→ **REQUIREMENT**
Could you copy the lines below exactly as they appear, leaving the pictures out of your answer?

>> Begin RECORD SET

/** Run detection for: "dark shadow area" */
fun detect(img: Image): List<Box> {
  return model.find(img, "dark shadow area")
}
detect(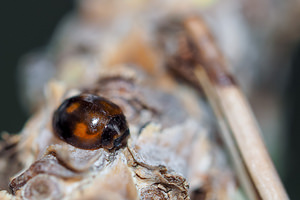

>> End RECORD SET

→ **RESULT OF THE TASK**
/** Run detection for: "dark shadow area" */
fun detect(img: Image): List<Box> {
  return model.find(img, "dark shadow area")
}
detect(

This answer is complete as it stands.